┌─ Extrait

Bruxelles, 10/02/2009 (Agence Europe) - De nombreux ministres des Finances des États membres de l'UE ont demandé à la Commission européenne, mardi 10 février à Bruxelles, de revoir sa copie sur les modalités de financement des 5 milliards d'euros de fonds communautaires nécessaires pour des projets dans le domaine des interconnexions énergétiques et le développement d'Internet à haut débit dans les zones rurales (EUROPE n° 9834).
Lors du débat au sein du Conseil Écofin, six ministres (Allemagne, Royaume-Uni, Italie, Pays-Bas, Autriche et Suède) ont dit refuser toute révision des perspectives financières pour trouver les crédits supplémentaires nécessaires, alors que la Commission affirme qu'on ne pourra pas financer ces projets sans une telle révision du cadre financier. Les ministres de ces six pays de l'UE, qui disposent d'une minorité de blocage, ont estimé en résumé que le mode de financement proposé n'est pas approprié. Ils n'ont pas dit s'ils sont pour ou contre les projets envisagés.

└─

• Consignes:
[A] D'après la dépêche sur le financement des projets européens, quels pays ont refusé toute révision des perspectives financières ?
[B] Poursuivez la dépêche sur le financement des projets énergétiques et numériques de l'UE après sa dernière phrase.
Les données forment un ensemble indépendant de l'extrait.

┌─ Données extraites

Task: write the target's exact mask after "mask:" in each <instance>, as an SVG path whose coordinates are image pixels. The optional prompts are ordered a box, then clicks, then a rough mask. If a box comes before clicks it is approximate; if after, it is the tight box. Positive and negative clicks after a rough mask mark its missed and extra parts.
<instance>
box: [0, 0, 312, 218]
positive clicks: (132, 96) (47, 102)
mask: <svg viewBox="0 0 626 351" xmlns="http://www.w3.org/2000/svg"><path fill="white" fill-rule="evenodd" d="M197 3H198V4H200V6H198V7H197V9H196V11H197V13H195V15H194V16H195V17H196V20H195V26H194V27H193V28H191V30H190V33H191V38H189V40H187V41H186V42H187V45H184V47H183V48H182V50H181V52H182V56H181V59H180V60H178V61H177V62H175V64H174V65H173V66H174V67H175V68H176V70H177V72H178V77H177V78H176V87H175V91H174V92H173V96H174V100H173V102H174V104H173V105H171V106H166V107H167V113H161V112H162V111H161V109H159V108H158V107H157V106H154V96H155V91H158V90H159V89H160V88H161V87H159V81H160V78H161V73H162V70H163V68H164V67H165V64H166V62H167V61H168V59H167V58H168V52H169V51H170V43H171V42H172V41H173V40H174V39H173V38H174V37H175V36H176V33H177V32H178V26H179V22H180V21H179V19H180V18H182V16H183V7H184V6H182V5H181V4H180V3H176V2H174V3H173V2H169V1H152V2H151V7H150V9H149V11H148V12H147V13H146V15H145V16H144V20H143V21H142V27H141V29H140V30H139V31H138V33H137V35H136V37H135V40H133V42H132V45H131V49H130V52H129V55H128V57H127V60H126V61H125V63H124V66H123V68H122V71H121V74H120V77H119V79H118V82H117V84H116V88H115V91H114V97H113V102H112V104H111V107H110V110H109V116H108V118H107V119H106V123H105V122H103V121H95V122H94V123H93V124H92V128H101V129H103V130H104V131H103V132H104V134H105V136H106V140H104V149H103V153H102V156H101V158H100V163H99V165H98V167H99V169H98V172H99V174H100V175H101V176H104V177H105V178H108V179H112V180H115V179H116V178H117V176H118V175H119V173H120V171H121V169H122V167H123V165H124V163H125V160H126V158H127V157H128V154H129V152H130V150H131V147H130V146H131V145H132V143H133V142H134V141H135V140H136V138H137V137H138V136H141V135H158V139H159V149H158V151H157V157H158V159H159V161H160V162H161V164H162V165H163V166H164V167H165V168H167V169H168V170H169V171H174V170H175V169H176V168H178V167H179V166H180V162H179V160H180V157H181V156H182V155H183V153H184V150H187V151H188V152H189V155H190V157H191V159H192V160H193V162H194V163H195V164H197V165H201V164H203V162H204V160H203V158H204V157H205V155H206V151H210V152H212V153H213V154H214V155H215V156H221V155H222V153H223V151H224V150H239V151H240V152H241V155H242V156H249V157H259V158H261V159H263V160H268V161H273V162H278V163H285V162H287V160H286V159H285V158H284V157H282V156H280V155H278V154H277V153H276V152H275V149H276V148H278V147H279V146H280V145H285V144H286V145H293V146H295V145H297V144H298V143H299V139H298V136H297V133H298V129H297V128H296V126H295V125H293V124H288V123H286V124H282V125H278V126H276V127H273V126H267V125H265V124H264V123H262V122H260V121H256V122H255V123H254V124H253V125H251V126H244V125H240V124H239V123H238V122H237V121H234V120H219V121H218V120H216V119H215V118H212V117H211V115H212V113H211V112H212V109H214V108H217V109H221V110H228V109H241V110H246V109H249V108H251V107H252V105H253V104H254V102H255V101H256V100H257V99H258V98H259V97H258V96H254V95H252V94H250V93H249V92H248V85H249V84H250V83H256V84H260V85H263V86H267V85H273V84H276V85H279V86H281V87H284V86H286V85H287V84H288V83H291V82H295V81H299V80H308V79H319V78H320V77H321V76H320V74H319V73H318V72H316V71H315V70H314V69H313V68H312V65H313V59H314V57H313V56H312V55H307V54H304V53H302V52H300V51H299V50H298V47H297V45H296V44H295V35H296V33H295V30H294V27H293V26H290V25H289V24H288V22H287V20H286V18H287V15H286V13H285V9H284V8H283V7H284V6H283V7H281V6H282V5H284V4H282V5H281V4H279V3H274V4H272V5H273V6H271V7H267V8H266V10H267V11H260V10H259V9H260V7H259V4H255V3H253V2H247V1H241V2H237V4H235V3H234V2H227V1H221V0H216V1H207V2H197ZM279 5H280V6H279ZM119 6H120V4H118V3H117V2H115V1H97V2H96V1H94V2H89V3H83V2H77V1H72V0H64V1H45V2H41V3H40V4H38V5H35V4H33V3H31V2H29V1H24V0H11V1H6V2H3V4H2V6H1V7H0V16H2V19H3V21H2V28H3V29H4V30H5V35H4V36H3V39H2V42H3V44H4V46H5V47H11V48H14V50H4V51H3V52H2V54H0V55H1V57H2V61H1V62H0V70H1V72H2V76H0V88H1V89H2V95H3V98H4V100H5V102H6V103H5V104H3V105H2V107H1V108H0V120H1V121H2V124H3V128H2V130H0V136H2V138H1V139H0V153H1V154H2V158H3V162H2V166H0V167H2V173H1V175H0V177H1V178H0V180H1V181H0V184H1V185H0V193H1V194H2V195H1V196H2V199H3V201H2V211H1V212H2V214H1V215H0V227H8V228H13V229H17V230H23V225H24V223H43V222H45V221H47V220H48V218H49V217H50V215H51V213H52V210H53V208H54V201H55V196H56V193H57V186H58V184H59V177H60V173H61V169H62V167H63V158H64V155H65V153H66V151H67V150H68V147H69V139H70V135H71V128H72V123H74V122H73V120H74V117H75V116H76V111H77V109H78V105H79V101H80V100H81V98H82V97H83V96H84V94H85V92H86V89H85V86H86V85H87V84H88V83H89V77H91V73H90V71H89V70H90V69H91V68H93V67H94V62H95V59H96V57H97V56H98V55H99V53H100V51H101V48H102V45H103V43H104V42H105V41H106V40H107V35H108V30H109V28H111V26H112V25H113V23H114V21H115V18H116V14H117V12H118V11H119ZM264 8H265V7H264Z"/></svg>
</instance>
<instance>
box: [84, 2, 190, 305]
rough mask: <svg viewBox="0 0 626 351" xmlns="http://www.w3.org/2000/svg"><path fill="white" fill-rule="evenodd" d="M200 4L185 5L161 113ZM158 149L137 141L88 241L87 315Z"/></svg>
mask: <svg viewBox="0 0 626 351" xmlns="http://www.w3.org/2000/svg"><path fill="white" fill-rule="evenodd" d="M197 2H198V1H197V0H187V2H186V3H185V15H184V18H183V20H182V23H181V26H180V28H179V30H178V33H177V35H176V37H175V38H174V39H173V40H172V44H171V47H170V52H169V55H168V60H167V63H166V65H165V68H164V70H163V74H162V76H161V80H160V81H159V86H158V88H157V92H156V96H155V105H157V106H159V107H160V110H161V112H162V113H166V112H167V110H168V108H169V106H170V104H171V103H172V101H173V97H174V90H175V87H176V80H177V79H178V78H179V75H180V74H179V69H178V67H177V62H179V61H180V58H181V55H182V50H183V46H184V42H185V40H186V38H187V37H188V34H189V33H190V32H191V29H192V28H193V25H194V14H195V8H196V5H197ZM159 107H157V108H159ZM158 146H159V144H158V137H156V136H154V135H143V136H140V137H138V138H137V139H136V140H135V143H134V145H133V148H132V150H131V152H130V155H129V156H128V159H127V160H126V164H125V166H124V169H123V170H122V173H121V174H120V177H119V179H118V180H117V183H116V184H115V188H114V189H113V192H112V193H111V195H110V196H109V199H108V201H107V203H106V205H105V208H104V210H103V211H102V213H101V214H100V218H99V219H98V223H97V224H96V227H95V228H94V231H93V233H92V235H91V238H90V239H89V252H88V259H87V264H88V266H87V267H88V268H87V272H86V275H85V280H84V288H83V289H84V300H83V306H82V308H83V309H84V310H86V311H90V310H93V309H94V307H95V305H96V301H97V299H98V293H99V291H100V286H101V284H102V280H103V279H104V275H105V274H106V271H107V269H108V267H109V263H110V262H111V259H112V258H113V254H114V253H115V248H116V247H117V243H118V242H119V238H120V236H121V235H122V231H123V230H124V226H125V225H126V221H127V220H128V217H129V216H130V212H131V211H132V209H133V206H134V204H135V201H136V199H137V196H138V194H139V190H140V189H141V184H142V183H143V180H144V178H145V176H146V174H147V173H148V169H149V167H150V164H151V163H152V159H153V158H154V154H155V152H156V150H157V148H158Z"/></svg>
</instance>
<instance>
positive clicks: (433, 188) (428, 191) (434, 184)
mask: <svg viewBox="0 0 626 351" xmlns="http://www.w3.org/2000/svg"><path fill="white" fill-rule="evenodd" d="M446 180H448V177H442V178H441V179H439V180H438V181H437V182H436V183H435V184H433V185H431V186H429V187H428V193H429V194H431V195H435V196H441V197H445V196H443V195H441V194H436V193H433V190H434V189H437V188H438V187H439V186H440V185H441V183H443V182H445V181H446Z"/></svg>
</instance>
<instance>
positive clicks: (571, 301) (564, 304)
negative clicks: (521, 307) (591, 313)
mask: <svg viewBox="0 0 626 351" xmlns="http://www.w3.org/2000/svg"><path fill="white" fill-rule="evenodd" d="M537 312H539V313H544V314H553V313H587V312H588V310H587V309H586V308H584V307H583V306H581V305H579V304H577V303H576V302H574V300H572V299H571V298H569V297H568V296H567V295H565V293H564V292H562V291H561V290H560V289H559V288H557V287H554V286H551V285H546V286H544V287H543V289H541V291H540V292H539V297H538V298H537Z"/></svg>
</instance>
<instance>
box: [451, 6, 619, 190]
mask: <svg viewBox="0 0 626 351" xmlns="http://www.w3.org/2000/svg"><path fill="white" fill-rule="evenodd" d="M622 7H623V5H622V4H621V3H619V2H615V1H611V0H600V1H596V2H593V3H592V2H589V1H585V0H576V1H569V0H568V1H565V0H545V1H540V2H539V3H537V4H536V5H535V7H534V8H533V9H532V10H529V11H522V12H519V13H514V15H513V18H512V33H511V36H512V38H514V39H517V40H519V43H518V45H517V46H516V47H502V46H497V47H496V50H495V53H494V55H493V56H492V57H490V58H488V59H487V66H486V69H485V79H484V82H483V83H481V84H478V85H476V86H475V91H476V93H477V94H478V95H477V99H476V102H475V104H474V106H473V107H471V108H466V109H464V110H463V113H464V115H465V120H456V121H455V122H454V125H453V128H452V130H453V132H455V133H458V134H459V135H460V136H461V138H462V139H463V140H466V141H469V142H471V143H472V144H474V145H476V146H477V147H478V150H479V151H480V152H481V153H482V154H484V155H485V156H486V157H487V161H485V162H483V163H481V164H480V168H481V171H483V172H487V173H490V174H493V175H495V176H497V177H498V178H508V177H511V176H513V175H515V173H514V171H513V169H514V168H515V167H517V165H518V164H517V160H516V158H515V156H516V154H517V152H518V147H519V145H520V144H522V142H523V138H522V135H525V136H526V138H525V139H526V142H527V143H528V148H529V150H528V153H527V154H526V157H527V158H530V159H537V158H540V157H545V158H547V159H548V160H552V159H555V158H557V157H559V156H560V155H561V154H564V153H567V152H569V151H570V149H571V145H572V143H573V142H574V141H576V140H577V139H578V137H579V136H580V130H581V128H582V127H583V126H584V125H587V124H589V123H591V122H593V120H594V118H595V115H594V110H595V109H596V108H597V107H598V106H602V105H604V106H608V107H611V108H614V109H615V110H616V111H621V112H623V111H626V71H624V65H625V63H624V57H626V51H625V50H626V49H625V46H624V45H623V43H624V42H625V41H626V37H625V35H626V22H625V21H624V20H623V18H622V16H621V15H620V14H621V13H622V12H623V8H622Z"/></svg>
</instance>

└─

• Corrigé:
[A] L'Allemagne, le Royaume-Uni, l'Italie, les Pays-Bas, l'Autriche et la Suède.

[B]
Certains ministres se sont montrés plus positifs envers la proposition de la Commission, dont celui de Pologne. La France a demandé à la Commission de revoir sa proposition, de manière à: - garantir un équilibre géographique des projets dans le domaine de l'énergie ; - s'assurer que les projets financés ont des répercussions positives rapides sur l'économie ; - revoir le mode de financement car les marges de 2008 en rubrique agriculture ne sont plus disponibles (selon le service juridique du Conseil). Beaucoup d'autres pays ont demandé à la Commission de revoir sa proposition, dont ceux de Slovénie, d'Irlande et des Pays-Bas.
Dalia Grybauskaité, la commissaire responsable du budget, a averti que les projets ne verront pas le jour sans révision des perspectives financières. Elle a exclu la solution consistant à redéployer des crédits pour trouver ces milliards. Elle a estimé que le problème n'est ni budgétaire, ni juridique, mais uniquement politique. Elle a appelé le Conseil à agir de manière responsable, surtout que le temps presse. (L.C.)